Goal of the exercise -> Repeat all of the lines below, including each request, but multiply every coordinate in the polygon outlines by 0.7 and round the result to a whole number, with halves rounded up. Leave the pictures out of your reply.

Image region outline lines
-- begin --
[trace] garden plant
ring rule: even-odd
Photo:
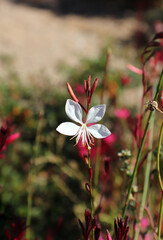
[[[163,32],[142,68],[128,64],[142,80],[135,106],[110,61],[102,81],[69,81],[63,95],[1,89],[0,239],[163,239]]]

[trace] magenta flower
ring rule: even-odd
[[[120,119],[127,119],[130,112],[127,108],[115,109],[115,116]]]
-- end --
Complete answer ->
[trace] garden plant
ring rule: even-odd
Photo:
[[[114,22],[99,48],[90,45],[99,56],[95,74],[77,43],[71,57],[48,57],[44,67],[1,62],[0,167],[114,167]]]

[trace] magenta flower
ring rule: even-odd
[[[84,83],[89,83],[91,78],[89,76],[81,76],[81,81]]]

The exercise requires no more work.